Extract every row below verbatim, leaving the pictures out of your answer.

(Collected data)
==================================================
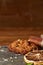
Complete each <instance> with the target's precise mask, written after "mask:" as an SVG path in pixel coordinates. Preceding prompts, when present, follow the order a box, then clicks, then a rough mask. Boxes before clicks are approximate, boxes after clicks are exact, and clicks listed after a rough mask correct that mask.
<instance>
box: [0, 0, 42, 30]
mask: <svg viewBox="0 0 43 65" xmlns="http://www.w3.org/2000/svg"><path fill="white" fill-rule="evenodd" d="M2 27H5V28H6V27H14V28H15V27H33V28H41V29H42V28H43V0H0V28H2Z"/></svg>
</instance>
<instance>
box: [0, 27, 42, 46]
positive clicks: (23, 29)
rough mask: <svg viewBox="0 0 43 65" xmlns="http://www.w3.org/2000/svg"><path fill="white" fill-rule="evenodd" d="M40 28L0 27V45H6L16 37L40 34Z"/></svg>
mask: <svg viewBox="0 0 43 65" xmlns="http://www.w3.org/2000/svg"><path fill="white" fill-rule="evenodd" d="M41 34H43V29H42V28H35V29H34V28H0V45H6V44H9V43H11V42H13V41H14V40H16V39H19V38H20V39H28V38H29V36H31V35H35V36H40V35H41Z"/></svg>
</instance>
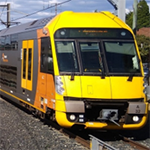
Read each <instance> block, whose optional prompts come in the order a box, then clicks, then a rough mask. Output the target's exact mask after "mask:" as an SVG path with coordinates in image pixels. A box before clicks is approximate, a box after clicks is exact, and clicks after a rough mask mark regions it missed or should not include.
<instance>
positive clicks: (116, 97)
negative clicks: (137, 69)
mask: <svg viewBox="0 0 150 150" xmlns="http://www.w3.org/2000/svg"><path fill="white" fill-rule="evenodd" d="M128 78H129V77H110V80H111V89H112V99H124V98H127V99H134V98H142V97H144V93H143V78H142V77H133V79H132V81H128Z"/></svg>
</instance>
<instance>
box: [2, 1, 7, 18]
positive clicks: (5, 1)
mask: <svg viewBox="0 0 150 150" xmlns="http://www.w3.org/2000/svg"><path fill="white" fill-rule="evenodd" d="M6 3H7V0H5V5H6ZM4 8H5V7H3V9H2V12H1V14H0V18H1V17H2V14H3V11H4Z"/></svg>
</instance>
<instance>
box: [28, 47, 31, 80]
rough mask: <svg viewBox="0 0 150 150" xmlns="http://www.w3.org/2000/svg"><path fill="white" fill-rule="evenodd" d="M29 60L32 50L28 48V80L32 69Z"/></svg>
mask: <svg viewBox="0 0 150 150" xmlns="http://www.w3.org/2000/svg"><path fill="white" fill-rule="evenodd" d="M31 59H32V49H31V48H29V58H28V80H31V68H32V66H31V65H32V63H31Z"/></svg>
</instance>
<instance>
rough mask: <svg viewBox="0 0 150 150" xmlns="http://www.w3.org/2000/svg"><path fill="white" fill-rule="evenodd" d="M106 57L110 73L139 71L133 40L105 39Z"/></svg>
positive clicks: (137, 59)
mask: <svg viewBox="0 0 150 150" xmlns="http://www.w3.org/2000/svg"><path fill="white" fill-rule="evenodd" d="M104 44H105V50H106V59H107V63H108V69H109V72H111V73H140V67H139V61H138V56H137V53H136V49H135V45H134V42H123V41H105V42H104Z"/></svg>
==================================================
Reply:
Complete each <instance> with the target's precise mask, written after "mask:" as an SVG path in pixel coordinates. Preceding prompts, when present, follow the order a box, then clicks, then a rough mask. Boxes before clicks are approximate, boxes after clicks are exact, and clicks listed after a rough mask correct that mask.
<instance>
box: [0, 0, 42, 30]
mask: <svg viewBox="0 0 43 65" xmlns="http://www.w3.org/2000/svg"><path fill="white" fill-rule="evenodd" d="M2 27H5V28H6V27H14V28H15V27H33V28H41V29H42V28H43V0H0V28H2Z"/></svg>
</instance>
<instance>
box: [0, 27, 42, 46]
positive clicks: (23, 29)
rough mask: <svg viewBox="0 0 43 65" xmlns="http://www.w3.org/2000/svg"><path fill="white" fill-rule="evenodd" d="M40 28L0 27V45H6L16 37L40 34Z"/></svg>
mask: <svg viewBox="0 0 43 65" xmlns="http://www.w3.org/2000/svg"><path fill="white" fill-rule="evenodd" d="M41 34H43V29H42V28H35V29H34V28H0V45H6V44H9V43H11V42H13V41H14V40H16V39H19V38H20V39H28V38H29V36H31V35H35V36H40V35H41Z"/></svg>
</instance>
Read each <instance> block, whose optional prompts come in the order a box, then clicks, then a rough mask. Output the target's exact mask after "mask:" as an SVG path with coordinates in image pixels. A box before clicks is approximate, a box after clicks is exact, and clicks after a rough mask mark regions it missed or should not include.
<instance>
positive clicks: (116, 97)
negative clicks: (137, 69)
mask: <svg viewBox="0 0 150 150" xmlns="http://www.w3.org/2000/svg"><path fill="white" fill-rule="evenodd" d="M128 78H129V77H110V80H111V89H112V99H124V98H127V99H134V98H142V97H144V93H143V78H142V77H133V79H132V81H128Z"/></svg>
</instance>
<instance>
box: [2, 1, 7, 18]
positive clicks: (5, 1)
mask: <svg viewBox="0 0 150 150" xmlns="http://www.w3.org/2000/svg"><path fill="white" fill-rule="evenodd" d="M6 3H7V0H5V5H6ZM4 8H5V7H3V9H2V12H1V14H0V18H1V17H2V14H3V11H4Z"/></svg>
</instance>
<instance>
box: [28, 47, 31, 80]
rough mask: <svg viewBox="0 0 150 150" xmlns="http://www.w3.org/2000/svg"><path fill="white" fill-rule="evenodd" d="M29 60L32 50L28 48V80L32 69Z"/></svg>
mask: <svg viewBox="0 0 150 150" xmlns="http://www.w3.org/2000/svg"><path fill="white" fill-rule="evenodd" d="M31 59H32V49H31V48H29V58H28V80H31V68H32V66H31V65H32V63H31Z"/></svg>
</instance>
<instance>
rough mask: <svg viewBox="0 0 150 150" xmlns="http://www.w3.org/2000/svg"><path fill="white" fill-rule="evenodd" d="M106 57L110 73L139 71L133 40L105 39Z"/></svg>
positive clicks: (137, 59)
mask: <svg viewBox="0 0 150 150" xmlns="http://www.w3.org/2000/svg"><path fill="white" fill-rule="evenodd" d="M104 44H105V50H106V59H107V63H108V69H109V72H111V73H140V67H139V61H138V56H137V53H136V49H135V45H134V42H123V41H105V42H104Z"/></svg>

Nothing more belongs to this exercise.